**What is asked**
1 > According to the bug report, on which platform did the Gimp build crash for the reporter?
2 > In the bug report, switch "x86" to "amd64" and write out everything from "The conversion functions" down to "for the patch!".

**Selected passage**
= = = = = = =
Reported: 2018-05-01 20:14 UTC by Martin Husemann
Modified: 2018-05-22 12:23 UTC
See Also:
GNOME target: ---
GNOME version: ---


Attachments
(mostly) mechanical transformation to use memcpy() to access data with unclear alignement (13.05 KB, patch)
2018-05-01 20:14 UTC, Martin Husemann
reviewed Details | Review

Description Martin Husemann 2018-05-01 20:14:27 UTC
Created attachment 371584 [details] [review]
(mostly) mechanical transformation to use memcpy() to access data with unclear alignement

The conversion functions in gggl.c assume they can cast pointers to unrelated types arbitrarily, both for lhs and rhs.

While this accidentally works on x86 and newer arm, it causes bus errors on most other RISC cpus. From a C standard point of view this all is undefined behavior.

Easy work around: use memcpy() and leave all optimizations to the compiler - which will usually understand the target restrictions and create the same code on x86.

I ran into this because the Gimp build on sparc64 crashed for me (so it is not a theoretical problem but actually prevents building of configurations that previously worked fine).

Side note: the attached patch should be carefully reviewed, this kind of mostly mechanical transforms always end up with errors in my experience.
Comment 1 Debarshi Ray 2018-05-02 11:13:37 UTC
Review of attachment 371584 [details] [review]:

Thanks for the patch!
= = = = = = =
**Supplied information**
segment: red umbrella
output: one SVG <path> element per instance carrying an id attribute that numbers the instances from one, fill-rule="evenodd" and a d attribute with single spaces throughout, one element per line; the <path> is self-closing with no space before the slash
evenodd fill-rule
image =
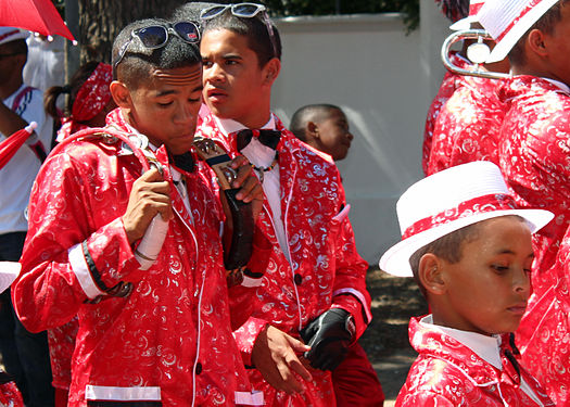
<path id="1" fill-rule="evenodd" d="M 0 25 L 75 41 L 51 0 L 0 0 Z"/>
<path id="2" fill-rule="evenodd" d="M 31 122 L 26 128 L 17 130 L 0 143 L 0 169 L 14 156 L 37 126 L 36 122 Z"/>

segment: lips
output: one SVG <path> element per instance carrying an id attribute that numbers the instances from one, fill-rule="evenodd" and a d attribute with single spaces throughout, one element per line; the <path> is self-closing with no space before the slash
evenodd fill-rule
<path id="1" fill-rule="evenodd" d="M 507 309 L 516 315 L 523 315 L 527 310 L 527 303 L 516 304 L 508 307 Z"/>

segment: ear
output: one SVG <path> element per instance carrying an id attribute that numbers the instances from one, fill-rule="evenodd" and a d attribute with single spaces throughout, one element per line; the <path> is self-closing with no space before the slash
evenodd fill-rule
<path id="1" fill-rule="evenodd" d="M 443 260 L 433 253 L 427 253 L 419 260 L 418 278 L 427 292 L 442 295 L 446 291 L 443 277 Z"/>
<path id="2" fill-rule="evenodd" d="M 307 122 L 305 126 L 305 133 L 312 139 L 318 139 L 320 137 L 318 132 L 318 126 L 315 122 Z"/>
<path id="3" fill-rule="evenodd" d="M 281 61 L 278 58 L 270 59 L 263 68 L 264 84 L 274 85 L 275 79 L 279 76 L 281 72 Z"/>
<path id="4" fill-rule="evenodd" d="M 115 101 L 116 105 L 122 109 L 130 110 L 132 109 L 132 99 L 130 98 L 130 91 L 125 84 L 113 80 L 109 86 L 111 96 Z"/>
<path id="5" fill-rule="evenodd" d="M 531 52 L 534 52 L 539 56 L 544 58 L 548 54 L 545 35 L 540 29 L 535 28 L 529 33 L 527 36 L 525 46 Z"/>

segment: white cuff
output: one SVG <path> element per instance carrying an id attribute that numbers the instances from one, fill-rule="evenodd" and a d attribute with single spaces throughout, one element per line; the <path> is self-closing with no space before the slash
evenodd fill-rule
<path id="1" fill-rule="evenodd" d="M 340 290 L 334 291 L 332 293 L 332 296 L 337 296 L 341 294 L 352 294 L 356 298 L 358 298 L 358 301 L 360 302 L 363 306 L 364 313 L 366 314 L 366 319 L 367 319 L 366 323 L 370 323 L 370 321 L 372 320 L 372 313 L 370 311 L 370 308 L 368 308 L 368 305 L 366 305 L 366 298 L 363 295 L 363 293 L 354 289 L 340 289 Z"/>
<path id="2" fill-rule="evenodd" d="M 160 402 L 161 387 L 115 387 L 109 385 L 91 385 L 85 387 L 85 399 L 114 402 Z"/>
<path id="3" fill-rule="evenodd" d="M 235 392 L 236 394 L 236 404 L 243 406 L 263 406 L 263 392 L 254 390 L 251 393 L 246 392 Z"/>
= = = = = = =
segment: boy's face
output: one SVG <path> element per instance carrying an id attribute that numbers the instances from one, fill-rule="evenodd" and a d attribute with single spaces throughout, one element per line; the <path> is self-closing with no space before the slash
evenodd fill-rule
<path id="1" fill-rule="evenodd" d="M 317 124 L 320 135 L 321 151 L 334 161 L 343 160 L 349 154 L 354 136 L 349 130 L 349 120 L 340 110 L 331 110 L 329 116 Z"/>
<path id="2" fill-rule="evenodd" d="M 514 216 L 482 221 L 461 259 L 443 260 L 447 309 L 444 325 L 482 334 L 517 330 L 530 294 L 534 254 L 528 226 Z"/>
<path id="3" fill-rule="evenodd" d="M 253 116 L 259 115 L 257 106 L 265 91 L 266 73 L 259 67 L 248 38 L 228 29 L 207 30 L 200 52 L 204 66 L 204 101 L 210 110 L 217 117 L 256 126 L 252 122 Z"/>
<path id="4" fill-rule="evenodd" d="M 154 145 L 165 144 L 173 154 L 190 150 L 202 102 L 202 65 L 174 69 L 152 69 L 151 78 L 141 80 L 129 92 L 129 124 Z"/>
= = = = = = =
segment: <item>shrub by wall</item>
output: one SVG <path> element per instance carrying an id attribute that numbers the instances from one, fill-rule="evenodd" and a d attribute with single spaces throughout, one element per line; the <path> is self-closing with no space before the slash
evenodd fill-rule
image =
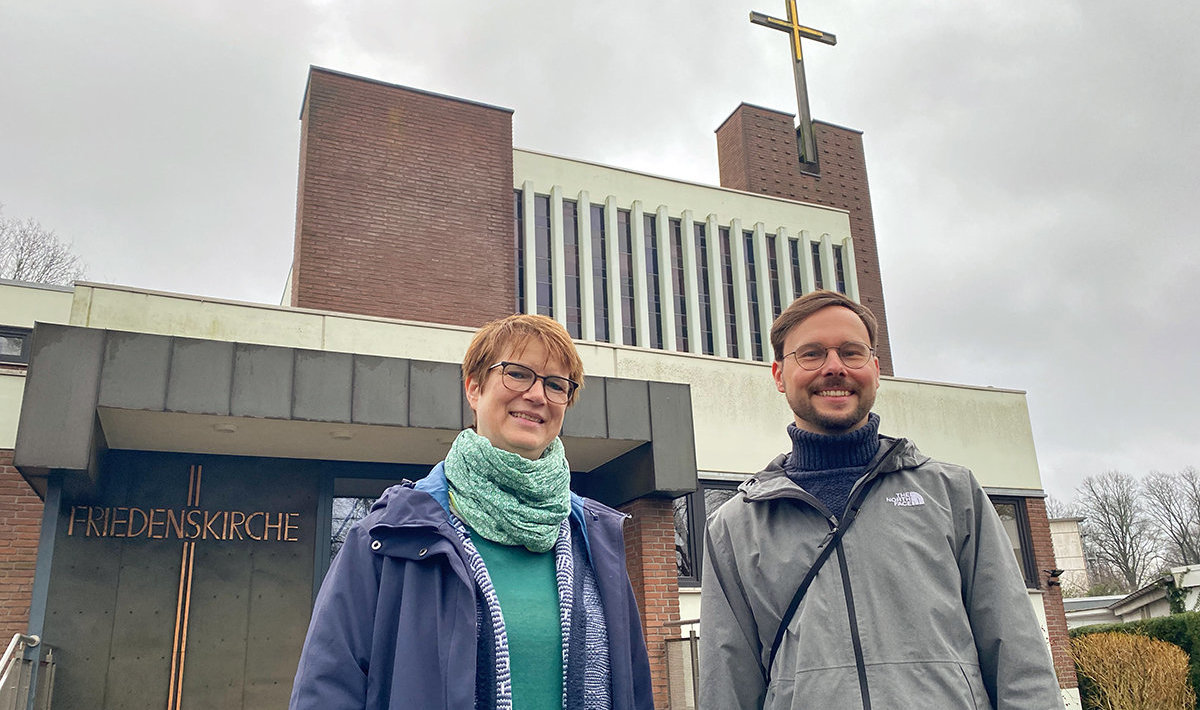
= = = = = = =
**Solutions below**
1 > sparc64

2 >
The conversion functions in gggl.c assume they can cast pointers to unrelated types arbitrarily, both for lhs and rhs.

While this accidentally works on amd64 and newer arm, it causes bus errors on most other RISC cpus. From a C standard point of view this all is undefined behavior.

Easy work around: use memcpy() and leave all optimizations to the compiler - which will usually understand the target restrictions and create the same code on amd64.

I ran into this because the Gimp build on sparc64 crashed for me (so it is not a theoretical problem but actually prevents building of configurations that previously worked fine).

Side note: the attached patch should be carefully reviewed, this kind of mostly mechanical transforms always end up with errors in my experience.
Comment 1 Debarshi Ray 2018-05-02 11:13:37 UTC
Review of attachment 371584 [details] [review]:

Thanks for the patch!